SHORT PROBLEM: Pictures in the listing should not be copied. Reproduce, word for word, each line from the one holding "Where can you see the leafy" through the final line.

Location labeling records:
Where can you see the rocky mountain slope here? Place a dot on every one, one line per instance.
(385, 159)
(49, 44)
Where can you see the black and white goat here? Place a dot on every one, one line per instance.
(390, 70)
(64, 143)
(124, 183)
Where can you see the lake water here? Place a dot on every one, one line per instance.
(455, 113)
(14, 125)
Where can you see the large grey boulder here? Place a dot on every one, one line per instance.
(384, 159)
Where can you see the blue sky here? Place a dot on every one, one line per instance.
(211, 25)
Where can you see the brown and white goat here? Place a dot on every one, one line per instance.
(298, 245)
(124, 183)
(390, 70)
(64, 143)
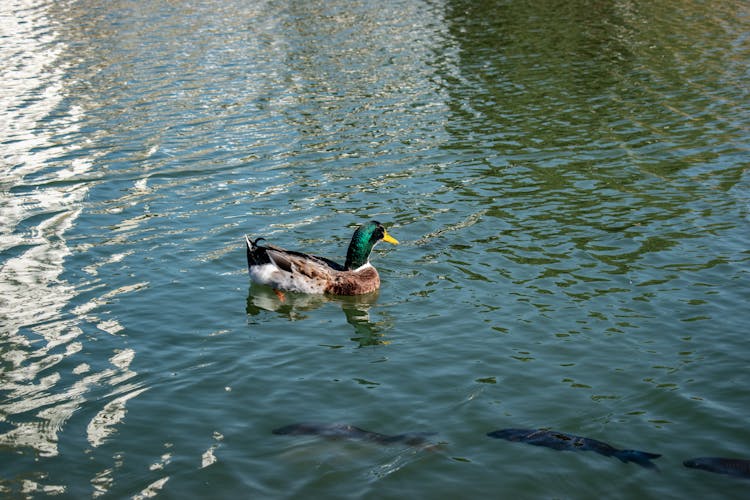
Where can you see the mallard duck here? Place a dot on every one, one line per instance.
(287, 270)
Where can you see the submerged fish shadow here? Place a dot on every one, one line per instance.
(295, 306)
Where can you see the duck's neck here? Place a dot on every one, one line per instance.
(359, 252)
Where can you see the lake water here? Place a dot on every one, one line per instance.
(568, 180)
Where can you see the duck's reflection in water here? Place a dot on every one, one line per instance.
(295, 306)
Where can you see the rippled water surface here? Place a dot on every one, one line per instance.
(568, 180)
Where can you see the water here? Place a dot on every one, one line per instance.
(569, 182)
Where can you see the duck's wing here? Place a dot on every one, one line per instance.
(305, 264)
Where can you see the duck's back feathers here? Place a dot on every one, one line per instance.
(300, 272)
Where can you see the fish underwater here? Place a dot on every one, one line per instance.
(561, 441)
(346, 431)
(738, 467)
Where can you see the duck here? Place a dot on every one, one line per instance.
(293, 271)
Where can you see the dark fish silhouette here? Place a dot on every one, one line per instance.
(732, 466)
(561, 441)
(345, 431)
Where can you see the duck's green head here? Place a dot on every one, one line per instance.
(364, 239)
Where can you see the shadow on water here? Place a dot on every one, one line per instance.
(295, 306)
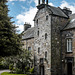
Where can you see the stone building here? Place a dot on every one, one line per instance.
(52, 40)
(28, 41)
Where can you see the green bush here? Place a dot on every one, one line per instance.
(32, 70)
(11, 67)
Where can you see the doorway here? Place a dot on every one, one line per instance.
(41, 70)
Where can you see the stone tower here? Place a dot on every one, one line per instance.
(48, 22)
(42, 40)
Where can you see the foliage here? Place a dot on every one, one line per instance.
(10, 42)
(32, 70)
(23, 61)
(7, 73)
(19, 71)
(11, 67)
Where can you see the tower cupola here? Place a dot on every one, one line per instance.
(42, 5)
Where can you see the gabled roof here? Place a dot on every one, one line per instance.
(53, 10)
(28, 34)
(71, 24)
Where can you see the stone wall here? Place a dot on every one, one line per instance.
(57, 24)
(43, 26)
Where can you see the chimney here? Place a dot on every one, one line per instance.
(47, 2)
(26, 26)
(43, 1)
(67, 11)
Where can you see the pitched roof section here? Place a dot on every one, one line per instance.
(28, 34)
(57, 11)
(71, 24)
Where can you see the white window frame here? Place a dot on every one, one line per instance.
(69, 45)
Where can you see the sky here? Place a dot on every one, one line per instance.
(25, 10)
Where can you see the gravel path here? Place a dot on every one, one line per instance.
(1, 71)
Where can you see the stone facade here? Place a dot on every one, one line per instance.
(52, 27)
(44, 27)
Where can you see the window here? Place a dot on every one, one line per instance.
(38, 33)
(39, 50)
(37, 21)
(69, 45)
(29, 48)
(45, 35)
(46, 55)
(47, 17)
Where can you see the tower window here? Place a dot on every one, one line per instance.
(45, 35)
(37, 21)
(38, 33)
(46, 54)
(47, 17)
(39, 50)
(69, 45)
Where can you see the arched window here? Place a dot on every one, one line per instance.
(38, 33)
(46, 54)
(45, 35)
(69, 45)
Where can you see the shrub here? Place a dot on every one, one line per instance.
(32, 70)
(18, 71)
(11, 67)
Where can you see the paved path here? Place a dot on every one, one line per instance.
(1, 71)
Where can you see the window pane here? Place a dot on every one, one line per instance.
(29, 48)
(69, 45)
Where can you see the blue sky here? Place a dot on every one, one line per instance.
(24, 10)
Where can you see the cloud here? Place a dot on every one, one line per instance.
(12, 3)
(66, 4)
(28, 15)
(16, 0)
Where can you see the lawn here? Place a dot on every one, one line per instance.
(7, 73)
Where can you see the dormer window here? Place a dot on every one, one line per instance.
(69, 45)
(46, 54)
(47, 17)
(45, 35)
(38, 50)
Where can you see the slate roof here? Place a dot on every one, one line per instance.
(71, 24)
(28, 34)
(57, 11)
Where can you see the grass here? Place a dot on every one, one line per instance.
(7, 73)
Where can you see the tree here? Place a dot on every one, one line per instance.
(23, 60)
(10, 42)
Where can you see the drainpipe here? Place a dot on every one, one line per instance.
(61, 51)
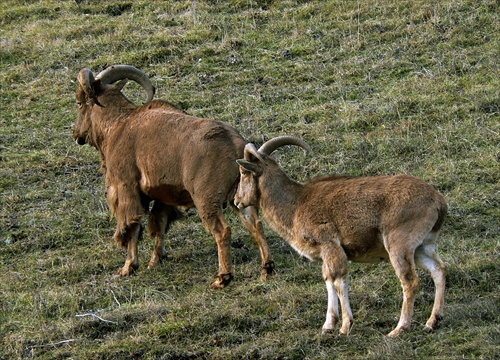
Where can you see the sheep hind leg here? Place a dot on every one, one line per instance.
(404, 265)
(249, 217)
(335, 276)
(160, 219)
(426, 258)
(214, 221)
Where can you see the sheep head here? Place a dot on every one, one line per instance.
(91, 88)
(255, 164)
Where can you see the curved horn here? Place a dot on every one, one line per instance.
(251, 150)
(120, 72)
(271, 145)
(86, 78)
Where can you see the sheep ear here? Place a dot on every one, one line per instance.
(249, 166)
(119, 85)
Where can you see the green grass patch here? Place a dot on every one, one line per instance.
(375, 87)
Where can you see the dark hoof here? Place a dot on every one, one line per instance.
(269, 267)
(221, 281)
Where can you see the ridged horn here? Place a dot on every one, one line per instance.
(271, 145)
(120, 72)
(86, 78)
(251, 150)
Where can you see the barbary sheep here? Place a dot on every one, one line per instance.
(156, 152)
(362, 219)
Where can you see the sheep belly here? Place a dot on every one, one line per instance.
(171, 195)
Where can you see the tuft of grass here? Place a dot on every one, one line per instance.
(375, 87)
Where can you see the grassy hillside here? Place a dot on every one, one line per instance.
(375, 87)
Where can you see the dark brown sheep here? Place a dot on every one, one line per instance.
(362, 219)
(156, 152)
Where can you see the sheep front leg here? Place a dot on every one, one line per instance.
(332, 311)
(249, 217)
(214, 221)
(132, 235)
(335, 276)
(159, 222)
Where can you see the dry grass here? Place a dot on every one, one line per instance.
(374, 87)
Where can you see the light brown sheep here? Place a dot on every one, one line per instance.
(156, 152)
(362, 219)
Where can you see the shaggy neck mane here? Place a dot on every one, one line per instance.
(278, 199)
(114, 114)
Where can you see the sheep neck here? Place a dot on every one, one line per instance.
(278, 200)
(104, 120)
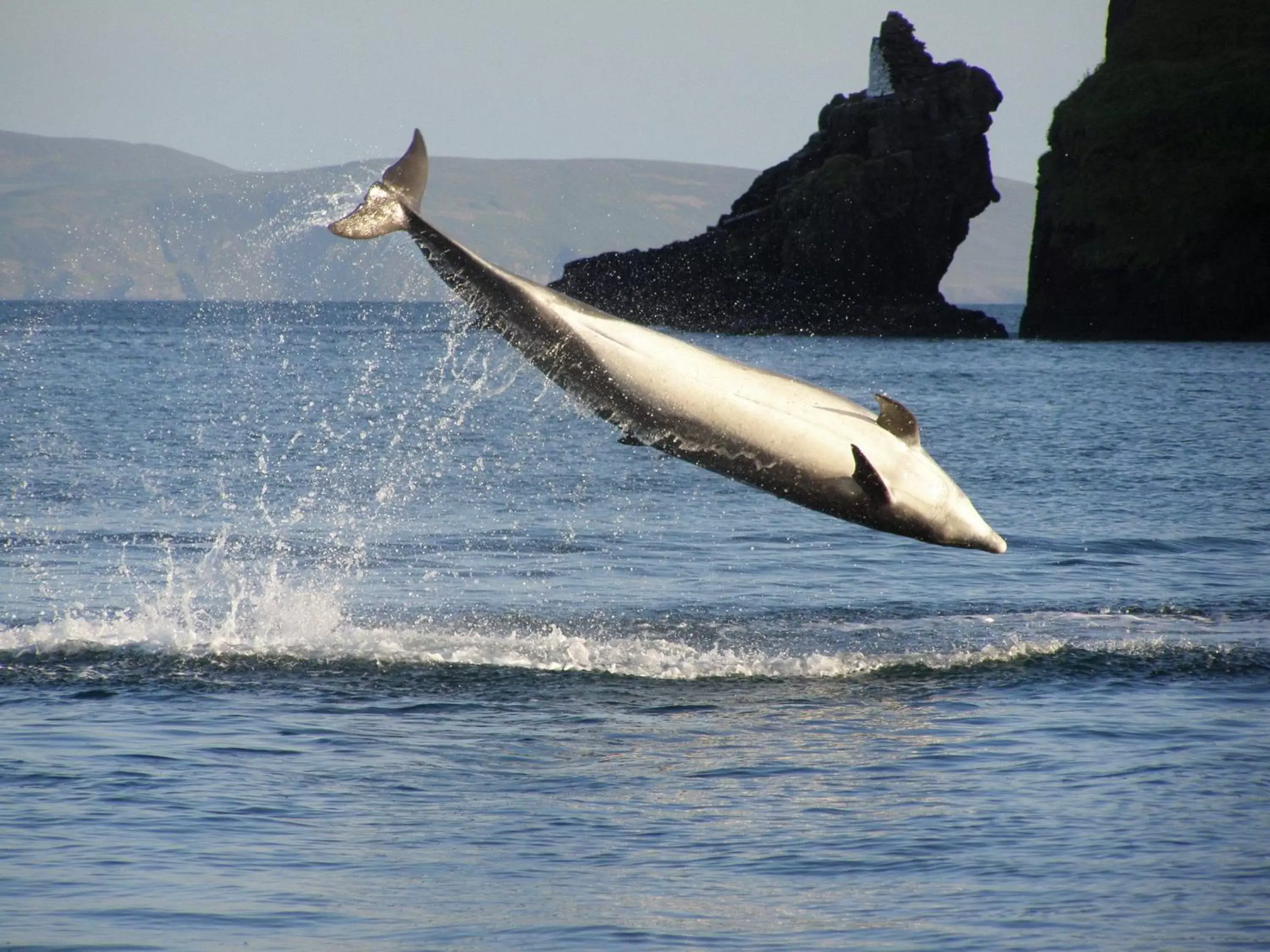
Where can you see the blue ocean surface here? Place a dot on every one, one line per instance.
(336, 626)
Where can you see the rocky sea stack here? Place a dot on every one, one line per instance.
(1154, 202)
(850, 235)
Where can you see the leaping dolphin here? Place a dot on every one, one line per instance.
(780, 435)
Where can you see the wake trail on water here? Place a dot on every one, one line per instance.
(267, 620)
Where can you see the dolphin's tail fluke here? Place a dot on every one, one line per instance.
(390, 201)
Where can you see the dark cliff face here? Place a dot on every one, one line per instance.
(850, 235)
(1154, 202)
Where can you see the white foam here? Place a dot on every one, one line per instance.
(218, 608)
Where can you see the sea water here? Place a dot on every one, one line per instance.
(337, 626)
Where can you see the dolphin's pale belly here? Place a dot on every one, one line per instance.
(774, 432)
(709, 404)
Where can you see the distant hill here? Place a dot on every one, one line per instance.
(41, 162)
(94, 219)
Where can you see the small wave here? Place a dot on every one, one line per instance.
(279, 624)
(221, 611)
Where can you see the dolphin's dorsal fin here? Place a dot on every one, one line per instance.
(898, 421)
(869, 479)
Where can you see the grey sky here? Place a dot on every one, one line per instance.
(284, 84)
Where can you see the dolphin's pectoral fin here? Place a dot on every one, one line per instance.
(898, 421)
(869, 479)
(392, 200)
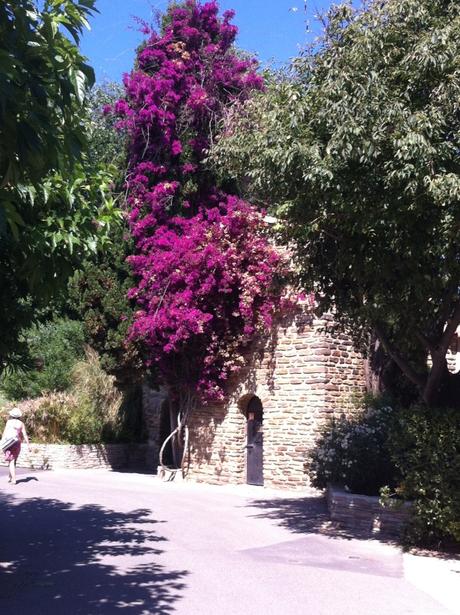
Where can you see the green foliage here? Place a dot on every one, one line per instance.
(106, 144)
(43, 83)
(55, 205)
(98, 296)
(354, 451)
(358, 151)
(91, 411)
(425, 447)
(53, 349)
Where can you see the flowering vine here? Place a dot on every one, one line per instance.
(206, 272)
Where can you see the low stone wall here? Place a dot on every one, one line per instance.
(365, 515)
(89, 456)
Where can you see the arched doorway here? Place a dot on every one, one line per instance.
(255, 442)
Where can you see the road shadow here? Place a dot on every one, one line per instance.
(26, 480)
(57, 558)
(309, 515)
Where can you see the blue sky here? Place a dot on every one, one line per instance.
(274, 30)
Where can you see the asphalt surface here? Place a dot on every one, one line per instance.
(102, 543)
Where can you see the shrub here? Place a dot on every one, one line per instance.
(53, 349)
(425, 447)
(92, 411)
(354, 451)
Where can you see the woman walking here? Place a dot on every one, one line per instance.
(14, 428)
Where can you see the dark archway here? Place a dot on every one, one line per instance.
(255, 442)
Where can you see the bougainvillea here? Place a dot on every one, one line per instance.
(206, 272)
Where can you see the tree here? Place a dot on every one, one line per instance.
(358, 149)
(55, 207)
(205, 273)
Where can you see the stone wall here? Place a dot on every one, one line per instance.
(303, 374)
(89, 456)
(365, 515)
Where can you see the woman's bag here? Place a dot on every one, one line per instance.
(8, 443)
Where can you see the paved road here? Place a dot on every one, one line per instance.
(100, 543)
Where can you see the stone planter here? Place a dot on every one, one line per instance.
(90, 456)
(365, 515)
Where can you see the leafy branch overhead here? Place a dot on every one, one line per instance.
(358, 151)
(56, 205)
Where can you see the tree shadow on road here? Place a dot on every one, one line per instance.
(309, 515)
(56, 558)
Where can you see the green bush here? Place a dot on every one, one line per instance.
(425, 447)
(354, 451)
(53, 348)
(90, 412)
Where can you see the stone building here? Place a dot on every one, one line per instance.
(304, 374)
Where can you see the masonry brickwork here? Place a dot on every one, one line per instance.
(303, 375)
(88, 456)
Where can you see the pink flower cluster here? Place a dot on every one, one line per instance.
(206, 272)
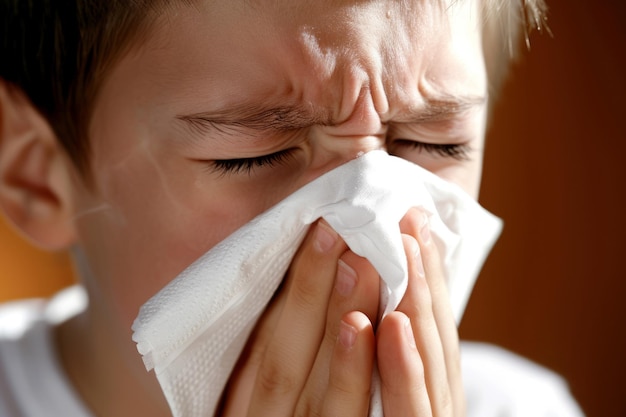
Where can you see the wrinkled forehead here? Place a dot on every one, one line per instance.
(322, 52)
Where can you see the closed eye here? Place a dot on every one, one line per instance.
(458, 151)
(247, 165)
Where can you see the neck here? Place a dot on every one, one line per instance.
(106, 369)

TASK RESPONSE:
Where can you see the leafy branch overhead here? Place a dot on every one, one line per instance.
(358, 151)
(56, 205)
Where can you see the tree shadow on road here? Place a dot on every one, one line per instance.
(309, 515)
(56, 558)
Where can you see the green bush here? Place a dot on every one, one line per instance.
(425, 447)
(354, 451)
(53, 348)
(90, 412)
Where can you see the stone building here? Place a dot on every one, one line per instance.
(304, 374)
Where can you see the masonry brickwork here? Place a dot on every one, one line per instance.
(303, 375)
(88, 456)
Where can you see the pink flower cluster here? Place a dot on every one, one line per instance.
(206, 272)
Where can you see the wrinkled forehead here? Place a dot on every one, one line per instance.
(322, 52)
Where can you see the closed eye here? Place a dot on every one, one line per instance.
(458, 151)
(247, 165)
Where can you see the neck here? Place a dot on every one, one line per instance.
(106, 369)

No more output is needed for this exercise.